- [GIVEN ENTRIES]
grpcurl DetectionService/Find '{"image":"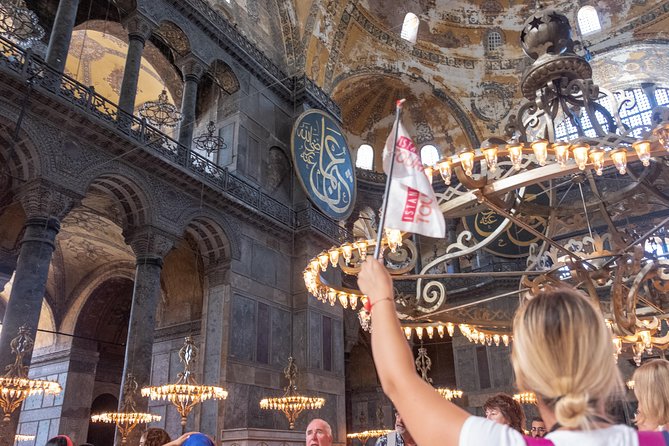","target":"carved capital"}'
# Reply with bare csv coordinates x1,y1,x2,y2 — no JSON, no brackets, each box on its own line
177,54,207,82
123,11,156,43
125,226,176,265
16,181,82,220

--

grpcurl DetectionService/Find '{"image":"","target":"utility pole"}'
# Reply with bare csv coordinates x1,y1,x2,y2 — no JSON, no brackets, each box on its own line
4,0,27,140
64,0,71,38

---

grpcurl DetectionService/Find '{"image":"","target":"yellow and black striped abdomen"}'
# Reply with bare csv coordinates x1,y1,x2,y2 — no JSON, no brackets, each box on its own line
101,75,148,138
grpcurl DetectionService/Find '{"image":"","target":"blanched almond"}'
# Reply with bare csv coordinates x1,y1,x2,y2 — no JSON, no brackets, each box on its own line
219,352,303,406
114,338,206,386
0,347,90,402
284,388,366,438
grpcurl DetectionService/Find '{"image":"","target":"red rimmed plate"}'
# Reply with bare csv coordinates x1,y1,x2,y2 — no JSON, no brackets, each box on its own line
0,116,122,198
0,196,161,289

- [EXERCISE AIM] In the entries from the line with "and black striped" up to and including the line with "284,388,366,438", swap "blanched almond" for "toasted almond" and give back only those lines, with everything else left as it is.

- [SOLUTION FOR THIS TASK]
grpcurl DetectionService/Find '{"image":"","target":"yellow and black striped abdomen"}'
# Reply with bare csv coordinates x1,y1,x2,y2 — no JSON, no brackets, each box on its own line
101,75,148,138
grpcurl DetectionService/Find '{"image":"","target":"toasted almond"}'
# Reply with bare csv coordinates x1,y1,x2,y2 — no JSON, no brackets, each box on its own line
219,352,303,406
114,338,206,386
0,347,90,402
284,388,366,438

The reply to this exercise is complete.